▶ [Text extract]
== == ==
Mastering Kubernetes: Core Architecture, Networking, and Service Discovery Explained

Goal: Container Operations

Kubernetes (k8s) is an open‑source platform that automates container operations such as deployment, scaling, and scheduling across node clusters.

Key Functions

Automated container deployment and replication.

Real‑time elastic scaling of container workloads.

Container grouping with built‑in load balancing.

Core Components

kubectl : client command‑line tool, the entry point for user operations.

kube‑apiserver : REST API server that exposes the control interface.

kube‑controller‑manager : runs background control loops (node status, pod counts, pod‑service bindings, etc.).

kube‑scheduler : assigns newly created pods to suitable nodes based on resource availability.

etcd : distributed key‑value store used for service discovery and configuration sharing.

kube‑proxy : runs on each node, proxies pod network traffic and enforces policies retrieved from etcd.

kubelet : node‑level agent that receives pod assignments, manages containers, and reports status to the apiserver.

DNS (optional) : provides DNS records for each Service so pods can resolve services by name.

Multi‑Site High Availability (Two‑Site Three‑Center)

The design includes a local production center, a local disaster‑recovery center, and a remote disaster‑recovery center, addressing data‑consistency challenges with etcd as a highly available, strongly consistent store.

Four‑Layer Service Discovery

Kubernetes offers two native service‑discovery methods:

Environment variables : kubelet injects all Service information as env‑vars into a pod at creation time; this requires the Service to exist before the pod, limiting practical use.

DNS : a cluster‑add‑on (e.g., CoreDNS) creates DNS records for Services, enabling pods to resolve services via standard DNS queries.

Both methods operate over the transport layer (TCP/UDP) and rely on the underlying four‑layer network.

Five Pod‑Shared Resources

Containers within the same pod share five Linux namespaces and a volume:

PID namespace – processes can see each other's IDs.

Network namespace – containers share the same IP address and port range.

IPC namespace – containers can use SystemV IPC or POSIX message queues.

UTS namespace – containers share the same hostname.

Volumes – storage defined at the pod level is accessible to all containers.

Pods are scheduled by a ReplicationController (or newer controllers) using a pod template, and each pod receives a unique IP address, enabling direct localhost communication between its containers.

Six Common CNI Plugins

CNI (Container Network Interface) defines a standard for configuring container networking. Six widely used plugins are illustrated below.
== == ==
▶ [Stated exercise 1]
Output the part of the Kubernetes text from "Pods are scheduled" up to and including "between its containers.".
▶ [Stated exercise 2]
Answer these questions using the Kubernetes text:
(a) Which component assigns newly created pods to suitable nodes?
(b) What three centers make up the two-site three-center design?
(c) What do containers in a pod share through the UTS namespace?
The lines after this are separate material from the Kubernetes text.

▶ [Stored data]
== == ==
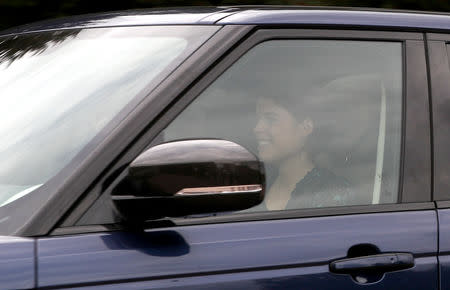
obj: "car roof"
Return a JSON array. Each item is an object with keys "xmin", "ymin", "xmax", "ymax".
[{"xmin": 0, "ymin": 6, "xmax": 450, "ymax": 35}]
== == ==
▶ [Final answer 1]
Pods are scheduled by a ReplicationController (or newer controllers) using a pod template, and each pod receives a unique IP address, enabling direct localhost communication between its containers.

▶ [Final answer 2]
(a) kube-scheduler
(b) A local production center, a local disaster-recovery center, and a remote disaster-recovery center
(c) The same hostname